== What is needed ==
Among the lines below, copy exactly those from the one with "Target: bridge deck" through the one with "Need: a point on each instance of the stone", counting both ends.

---*---

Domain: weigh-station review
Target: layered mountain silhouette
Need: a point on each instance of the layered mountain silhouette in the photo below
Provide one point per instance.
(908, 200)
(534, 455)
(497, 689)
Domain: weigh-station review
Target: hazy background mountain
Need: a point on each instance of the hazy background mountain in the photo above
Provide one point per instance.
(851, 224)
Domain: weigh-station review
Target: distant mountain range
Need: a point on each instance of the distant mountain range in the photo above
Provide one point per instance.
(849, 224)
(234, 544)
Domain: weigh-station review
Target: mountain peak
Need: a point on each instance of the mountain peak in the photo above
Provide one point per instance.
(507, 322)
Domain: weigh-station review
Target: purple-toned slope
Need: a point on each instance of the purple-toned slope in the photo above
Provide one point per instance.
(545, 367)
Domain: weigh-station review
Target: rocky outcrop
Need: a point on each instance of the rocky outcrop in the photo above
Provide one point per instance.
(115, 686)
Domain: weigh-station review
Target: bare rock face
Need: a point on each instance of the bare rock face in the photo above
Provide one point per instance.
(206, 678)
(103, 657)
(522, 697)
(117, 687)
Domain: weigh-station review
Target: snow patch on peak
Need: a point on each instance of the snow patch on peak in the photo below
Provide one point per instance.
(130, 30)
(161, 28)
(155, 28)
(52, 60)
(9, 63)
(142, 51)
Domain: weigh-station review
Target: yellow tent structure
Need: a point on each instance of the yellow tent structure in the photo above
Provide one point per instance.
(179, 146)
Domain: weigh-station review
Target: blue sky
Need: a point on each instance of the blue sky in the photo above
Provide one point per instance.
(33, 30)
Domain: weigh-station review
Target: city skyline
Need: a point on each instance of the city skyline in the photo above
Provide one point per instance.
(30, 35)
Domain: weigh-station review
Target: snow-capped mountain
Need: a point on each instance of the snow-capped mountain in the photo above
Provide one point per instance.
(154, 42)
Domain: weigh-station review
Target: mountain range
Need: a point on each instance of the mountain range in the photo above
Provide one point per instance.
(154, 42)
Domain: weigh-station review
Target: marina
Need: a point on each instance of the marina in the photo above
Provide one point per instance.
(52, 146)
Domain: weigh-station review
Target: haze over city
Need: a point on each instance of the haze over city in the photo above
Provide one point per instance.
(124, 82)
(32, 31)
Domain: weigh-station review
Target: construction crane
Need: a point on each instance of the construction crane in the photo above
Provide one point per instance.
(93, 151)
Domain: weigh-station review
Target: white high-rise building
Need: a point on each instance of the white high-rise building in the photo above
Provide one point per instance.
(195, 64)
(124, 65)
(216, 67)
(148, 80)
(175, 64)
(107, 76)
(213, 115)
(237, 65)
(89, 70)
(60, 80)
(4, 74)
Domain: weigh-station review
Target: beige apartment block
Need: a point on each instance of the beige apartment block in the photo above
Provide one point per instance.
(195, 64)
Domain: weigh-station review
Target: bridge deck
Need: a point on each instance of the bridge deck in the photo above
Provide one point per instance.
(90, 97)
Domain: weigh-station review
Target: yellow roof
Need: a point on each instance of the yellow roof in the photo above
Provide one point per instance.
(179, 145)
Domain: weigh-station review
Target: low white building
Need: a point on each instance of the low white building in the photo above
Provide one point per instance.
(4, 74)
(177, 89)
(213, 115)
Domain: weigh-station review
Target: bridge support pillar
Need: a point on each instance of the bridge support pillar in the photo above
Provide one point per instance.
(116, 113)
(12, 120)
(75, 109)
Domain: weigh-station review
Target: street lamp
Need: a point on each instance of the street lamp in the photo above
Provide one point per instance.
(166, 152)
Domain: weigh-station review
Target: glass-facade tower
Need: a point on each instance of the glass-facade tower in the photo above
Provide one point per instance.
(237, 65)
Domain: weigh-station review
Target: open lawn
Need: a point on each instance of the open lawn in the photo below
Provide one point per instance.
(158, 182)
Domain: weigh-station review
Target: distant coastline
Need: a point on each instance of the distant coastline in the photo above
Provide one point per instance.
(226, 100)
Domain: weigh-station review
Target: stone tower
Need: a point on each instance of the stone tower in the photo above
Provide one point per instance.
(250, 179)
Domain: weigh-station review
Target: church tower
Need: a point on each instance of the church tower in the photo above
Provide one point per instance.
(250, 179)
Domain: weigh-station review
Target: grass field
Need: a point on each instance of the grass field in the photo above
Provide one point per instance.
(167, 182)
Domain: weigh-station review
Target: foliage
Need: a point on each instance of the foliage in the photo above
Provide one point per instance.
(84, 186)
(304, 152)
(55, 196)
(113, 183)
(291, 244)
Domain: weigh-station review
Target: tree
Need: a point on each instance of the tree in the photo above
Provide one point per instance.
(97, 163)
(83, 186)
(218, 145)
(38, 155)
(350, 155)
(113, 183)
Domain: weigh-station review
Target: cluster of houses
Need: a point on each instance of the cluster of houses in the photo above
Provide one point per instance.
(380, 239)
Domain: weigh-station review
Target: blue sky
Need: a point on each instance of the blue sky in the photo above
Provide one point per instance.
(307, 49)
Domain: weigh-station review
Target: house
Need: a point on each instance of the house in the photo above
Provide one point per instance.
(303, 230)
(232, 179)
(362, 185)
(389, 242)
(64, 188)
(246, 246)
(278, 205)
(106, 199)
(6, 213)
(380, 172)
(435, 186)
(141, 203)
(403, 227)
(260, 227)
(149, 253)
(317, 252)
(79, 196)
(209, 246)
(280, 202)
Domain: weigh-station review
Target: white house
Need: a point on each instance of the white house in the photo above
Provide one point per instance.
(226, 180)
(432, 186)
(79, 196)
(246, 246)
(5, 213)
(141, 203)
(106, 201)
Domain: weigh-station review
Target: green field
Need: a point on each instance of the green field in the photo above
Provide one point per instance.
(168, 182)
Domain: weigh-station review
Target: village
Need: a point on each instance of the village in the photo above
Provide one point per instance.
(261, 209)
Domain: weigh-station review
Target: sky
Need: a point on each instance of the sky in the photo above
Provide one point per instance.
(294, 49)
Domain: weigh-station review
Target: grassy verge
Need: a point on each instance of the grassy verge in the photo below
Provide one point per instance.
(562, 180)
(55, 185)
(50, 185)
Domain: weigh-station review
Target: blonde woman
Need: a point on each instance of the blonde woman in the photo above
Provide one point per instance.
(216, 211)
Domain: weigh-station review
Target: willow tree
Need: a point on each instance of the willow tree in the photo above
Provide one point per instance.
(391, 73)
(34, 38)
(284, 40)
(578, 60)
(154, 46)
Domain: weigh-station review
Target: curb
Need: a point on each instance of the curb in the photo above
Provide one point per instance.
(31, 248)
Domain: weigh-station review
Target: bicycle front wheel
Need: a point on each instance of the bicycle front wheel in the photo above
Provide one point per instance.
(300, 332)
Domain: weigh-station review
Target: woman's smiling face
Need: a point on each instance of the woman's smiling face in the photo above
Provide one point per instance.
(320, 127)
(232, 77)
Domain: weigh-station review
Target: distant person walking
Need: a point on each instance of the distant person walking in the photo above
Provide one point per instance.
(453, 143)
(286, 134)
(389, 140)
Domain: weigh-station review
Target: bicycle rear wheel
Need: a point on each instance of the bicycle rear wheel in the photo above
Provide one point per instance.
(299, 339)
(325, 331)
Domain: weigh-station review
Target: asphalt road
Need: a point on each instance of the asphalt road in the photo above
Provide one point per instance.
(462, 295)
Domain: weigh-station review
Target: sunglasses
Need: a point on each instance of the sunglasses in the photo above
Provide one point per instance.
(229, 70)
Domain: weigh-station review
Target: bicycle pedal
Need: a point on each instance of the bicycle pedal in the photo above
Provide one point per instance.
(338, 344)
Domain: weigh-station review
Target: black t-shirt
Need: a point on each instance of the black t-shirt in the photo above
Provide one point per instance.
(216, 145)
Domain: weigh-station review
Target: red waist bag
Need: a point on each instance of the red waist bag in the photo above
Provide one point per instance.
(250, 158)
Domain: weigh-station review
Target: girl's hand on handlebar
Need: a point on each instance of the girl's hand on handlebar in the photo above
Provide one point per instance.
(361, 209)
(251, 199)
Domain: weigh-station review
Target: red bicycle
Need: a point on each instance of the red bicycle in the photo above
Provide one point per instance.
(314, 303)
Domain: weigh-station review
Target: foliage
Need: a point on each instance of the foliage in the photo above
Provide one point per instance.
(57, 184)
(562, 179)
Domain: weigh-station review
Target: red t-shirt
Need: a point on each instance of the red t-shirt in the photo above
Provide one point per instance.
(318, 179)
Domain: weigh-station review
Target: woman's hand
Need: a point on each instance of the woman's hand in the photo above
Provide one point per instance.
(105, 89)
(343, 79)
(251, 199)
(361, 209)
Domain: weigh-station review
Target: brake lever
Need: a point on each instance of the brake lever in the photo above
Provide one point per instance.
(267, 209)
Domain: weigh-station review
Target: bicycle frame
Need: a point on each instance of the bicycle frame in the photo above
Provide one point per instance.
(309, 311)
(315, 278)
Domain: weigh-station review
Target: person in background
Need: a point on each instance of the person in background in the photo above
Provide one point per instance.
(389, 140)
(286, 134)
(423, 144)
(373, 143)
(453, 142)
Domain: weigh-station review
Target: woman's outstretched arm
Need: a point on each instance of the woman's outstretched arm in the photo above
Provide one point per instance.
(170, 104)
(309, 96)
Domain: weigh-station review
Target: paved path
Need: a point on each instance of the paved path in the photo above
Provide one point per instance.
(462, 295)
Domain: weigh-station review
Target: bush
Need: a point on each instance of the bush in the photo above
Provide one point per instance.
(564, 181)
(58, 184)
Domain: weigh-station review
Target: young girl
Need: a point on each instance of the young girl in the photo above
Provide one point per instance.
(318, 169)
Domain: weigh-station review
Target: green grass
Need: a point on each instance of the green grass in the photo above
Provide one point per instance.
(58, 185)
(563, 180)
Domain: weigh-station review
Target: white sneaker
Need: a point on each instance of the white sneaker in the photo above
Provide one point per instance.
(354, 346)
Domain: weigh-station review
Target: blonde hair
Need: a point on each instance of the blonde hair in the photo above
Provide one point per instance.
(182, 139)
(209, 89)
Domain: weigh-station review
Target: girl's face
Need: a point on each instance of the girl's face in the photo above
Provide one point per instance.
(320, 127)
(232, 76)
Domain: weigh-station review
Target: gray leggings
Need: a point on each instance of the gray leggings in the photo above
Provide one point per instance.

---*---

== The completed task ==
Target: bridge deck
Need: a point on each instance of the bridge deck in the photo above
Provide one point per instance.
(90, 97)
Domain: weigh-station review
Target: yellow roof
Need: a point on each instance of the yellow roof in the photo above
Provide one point per instance.
(179, 145)
Domain: weigh-station review
Target: low white building
Need: a point on each instance of the low white building in the photo above
Provide one point per instance.
(4, 74)
(177, 89)
(213, 115)
Domain: weigh-station review
Target: bridge support pillar
Need: a point on each instance of the bridge support pillar in the photo above
Provide one point per instance.
(116, 113)
(12, 120)
(75, 109)
Domain: weigh-station review
Target: street lamp
Need: a point on each instance of the street lamp in the photo above
Provide one point per instance.
(166, 152)
Domain: weigh-station review
Target: glass-facade tower
Need: a point on each instance of the glass-facade tower in the photo above
Provide one point per instance.
(237, 65)
Domain: weigh-station review
Target: open lawn
Need: a point on each instance of the open lawn in the photo below
Provide one point per instance.
(158, 182)
Domain: weigh-station review
Target: distant coastline
Need: a point on each instance of the distant coastline in the photo above
Provide one point per instance.
(226, 100)
Domain: weigh-station review
Target: stone tower
Need: a point on each instance of the stone tower in the photo above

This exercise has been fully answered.